> Text segment
* * * * * * * * *

Pad Knockback Issue

[Sleeper68]

Hi everyone,

I have been chasing a pad knockback issue on my 68 Camaro for awhile now. I just blew up the old M21 muncie and now have some time to focus on some things such as this knockback issue.

The reason I believe I have a knockback issue is the car will get a "low" pedal after I take a series of hard corners. The more corners I take without hitting the brakes, the lower the pedal gets. It is very stressful especially when tearing up the mountain roads where I live. The pedal gets so bad that I have actually learned to tap the brakes coming out of corners to bring the pads back up to the top. Once you tap or pump the brakes the low pedal goes away, until the next series of corners. This system works ok on the street but is very hard when autocrossing because the corners come up so fast. I have not yet learned to left foot brake properly (threshold) so I stll RF brake when racing.

Here are my braking system specs:

Master Cylinder, Input system, and pedal:
Wilwood, 7/8" Bore, tandem
No booster
6:1 factory pedal
SSBC proportioning valve
All flexlines are braided SS jacket, DOT approved.

Front
13" J55 corvette rotors
GM short spindles
factory 1st gen camaro drum brake hubs
SSBC D52 Floating Calipers, 2 piston, 43mm bores

Rear:
Wilwood kit WIL-140-12570-R
12.2" rotor with integrated parking brake drum
Wilwood D154 floating caliper, 2 piston, 1.125" bores
semifloat axle by Moser
Factory style axle bearings
2psi residual pressure valve (RPV)

One day I attempted to determine which end or corner of the car the knockback was coming from. I did this by taking a series of hard corners then slowing down using the engine only. There was a pull of up hill so I used the hill to slow the rest of the way. Once stopped I turned the car off and left it in gear. I then walked around the car and grabbed each of the calipers and attempted to move them, both inboard/outboard and fore/aft. The fron calipers were pretty dang tight and did not move much. The rears however had slop to them inboard/outboard. I then got back in the car, pumped the brakes 2 times until they felt fully firm and the pedal "up" and repeated the walkaround. The rear calipers were now tight like the fronts. At the time of the test, the prop valve was set 2 turns from full pressure to rear brakes.

This all leads me to believe the source of the knockback is the rear even though it is the end with the single RPV. THE RPV is plumbed just before the "tee" fitting on the axle.

My question is: What now?

I have a 4psi and 10 psi RPV. I also have another 2psi RPV. Thinking about trying the 10psi valve first, then if it works moving to the 4 psi valve.

Please let me know what your thoughts are. Thank you.

Ryan

[andrewb70]

Is it possible that the rear caliper is not centered on the rear rotors and you are running out of caliper float range?

Andrew

[ilikeike]

Seems like you doing what you can already, residual valve, floating calipers...What Andrew posted above seems like something to look into.

I was thinking about going to the same caliper you're using now, My Wilwood Dynapro calipers where giving me some bad pad knock at the autocross track (my GM metric floating calipers didn't) I put springs behind the caliper pistons, it helped a tiny bit, I might try a residual valve next before going to a floating caliper. I also run a manual 7/8" MC.

A floating rear is on the wish list, I blew it cheaping out on that when I installed the Torque Arm rear suspension last year.

Pumping the brakes when autocrossing sucks and adds time for me.

* * * * * * * * *

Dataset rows
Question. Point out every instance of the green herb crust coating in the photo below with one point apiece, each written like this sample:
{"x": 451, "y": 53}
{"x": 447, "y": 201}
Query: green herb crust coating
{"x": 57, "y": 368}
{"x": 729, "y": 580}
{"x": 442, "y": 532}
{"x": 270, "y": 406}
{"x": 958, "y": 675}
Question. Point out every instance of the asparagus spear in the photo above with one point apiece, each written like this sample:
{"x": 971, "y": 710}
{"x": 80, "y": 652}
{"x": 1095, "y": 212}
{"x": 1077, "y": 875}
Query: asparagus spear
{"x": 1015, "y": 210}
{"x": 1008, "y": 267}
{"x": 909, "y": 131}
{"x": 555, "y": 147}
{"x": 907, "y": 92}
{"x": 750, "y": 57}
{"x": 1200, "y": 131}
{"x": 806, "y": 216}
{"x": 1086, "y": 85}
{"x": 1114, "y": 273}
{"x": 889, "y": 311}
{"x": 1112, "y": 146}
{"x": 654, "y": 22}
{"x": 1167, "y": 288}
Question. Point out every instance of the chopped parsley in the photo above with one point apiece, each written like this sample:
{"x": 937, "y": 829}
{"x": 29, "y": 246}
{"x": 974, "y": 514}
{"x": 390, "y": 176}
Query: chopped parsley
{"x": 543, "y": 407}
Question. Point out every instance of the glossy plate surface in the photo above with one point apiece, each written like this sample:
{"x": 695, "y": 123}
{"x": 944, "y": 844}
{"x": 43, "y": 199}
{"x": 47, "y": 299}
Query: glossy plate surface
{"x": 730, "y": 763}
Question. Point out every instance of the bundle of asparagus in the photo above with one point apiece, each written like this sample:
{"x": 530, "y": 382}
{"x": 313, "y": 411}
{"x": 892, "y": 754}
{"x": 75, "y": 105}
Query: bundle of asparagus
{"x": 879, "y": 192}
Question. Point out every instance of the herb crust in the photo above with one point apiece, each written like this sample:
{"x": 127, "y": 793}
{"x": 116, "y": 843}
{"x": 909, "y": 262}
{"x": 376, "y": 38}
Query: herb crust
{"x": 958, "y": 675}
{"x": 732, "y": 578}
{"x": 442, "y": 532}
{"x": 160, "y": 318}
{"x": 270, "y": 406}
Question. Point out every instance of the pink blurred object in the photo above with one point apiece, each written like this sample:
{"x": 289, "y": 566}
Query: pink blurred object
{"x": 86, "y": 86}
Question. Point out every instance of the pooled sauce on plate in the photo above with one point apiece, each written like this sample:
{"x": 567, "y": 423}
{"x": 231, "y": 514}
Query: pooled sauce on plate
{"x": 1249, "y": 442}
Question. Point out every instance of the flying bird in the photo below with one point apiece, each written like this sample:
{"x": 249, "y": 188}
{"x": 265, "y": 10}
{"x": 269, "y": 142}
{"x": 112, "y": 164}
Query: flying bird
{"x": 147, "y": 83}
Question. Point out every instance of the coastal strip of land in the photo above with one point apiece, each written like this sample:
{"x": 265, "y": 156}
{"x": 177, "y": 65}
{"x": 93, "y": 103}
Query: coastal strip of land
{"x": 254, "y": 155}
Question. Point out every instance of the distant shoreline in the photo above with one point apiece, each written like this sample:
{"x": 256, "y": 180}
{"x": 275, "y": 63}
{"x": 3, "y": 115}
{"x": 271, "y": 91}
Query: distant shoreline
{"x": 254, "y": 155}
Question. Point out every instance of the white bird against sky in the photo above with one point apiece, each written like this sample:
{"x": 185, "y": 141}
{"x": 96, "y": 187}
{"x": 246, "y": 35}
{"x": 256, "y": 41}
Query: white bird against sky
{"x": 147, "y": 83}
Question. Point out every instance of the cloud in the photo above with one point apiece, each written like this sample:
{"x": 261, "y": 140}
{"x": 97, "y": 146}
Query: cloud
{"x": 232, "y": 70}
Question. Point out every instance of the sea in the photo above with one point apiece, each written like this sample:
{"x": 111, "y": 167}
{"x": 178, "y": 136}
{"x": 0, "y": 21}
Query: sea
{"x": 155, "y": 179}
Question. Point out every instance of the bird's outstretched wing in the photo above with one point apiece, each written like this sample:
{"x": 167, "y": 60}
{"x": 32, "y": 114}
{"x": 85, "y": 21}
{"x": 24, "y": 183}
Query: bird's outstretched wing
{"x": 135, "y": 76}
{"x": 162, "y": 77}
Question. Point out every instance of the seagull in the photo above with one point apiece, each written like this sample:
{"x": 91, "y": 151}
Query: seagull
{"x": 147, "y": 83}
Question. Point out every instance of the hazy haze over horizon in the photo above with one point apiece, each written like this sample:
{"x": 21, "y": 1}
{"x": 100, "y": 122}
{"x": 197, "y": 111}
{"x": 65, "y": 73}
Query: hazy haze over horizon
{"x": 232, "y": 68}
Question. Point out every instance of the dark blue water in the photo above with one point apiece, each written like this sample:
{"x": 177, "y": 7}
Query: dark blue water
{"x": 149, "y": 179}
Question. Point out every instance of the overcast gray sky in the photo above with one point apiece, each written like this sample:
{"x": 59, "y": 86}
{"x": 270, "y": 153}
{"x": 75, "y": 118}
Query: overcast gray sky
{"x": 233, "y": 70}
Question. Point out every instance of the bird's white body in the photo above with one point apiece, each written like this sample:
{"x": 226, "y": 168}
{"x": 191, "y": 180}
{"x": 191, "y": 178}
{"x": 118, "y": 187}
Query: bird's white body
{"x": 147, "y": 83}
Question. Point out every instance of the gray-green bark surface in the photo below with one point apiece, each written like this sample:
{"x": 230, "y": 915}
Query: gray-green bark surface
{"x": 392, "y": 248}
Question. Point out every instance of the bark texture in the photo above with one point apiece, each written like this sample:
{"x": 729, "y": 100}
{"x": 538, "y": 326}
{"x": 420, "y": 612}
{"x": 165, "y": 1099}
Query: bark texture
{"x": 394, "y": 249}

* * * * * * * * *

> Instruction 1
Answer these questions about the pad knockback thread:
(a) What bore size is the Wilwood master cylinder?
(b) Which residual pressure valve does the first poster plan to try first?
(c) What did ilikeike put behind the caliper pistons?
> Instruction 2
Rewrite the pad knockback thread between "Please let me" and "to look into.", inclusive, replacing "residual valve" with "proportioning valve".

> Written solution 1
(a) 7/8"
(b) The 10psi valve
(c) Springs

> Written solution 2
Please let me know what your thoughts are. Thank you.

Ryan

[andrewb70]

Is it possible that the rear caliper is not centered on the rear rotors and you are running out of caliper float range?

Andrew

[ilikeike]

Seems like you doing what you can already, proportioning valve, floating calipers...What Andrew posted above seems like something to look into.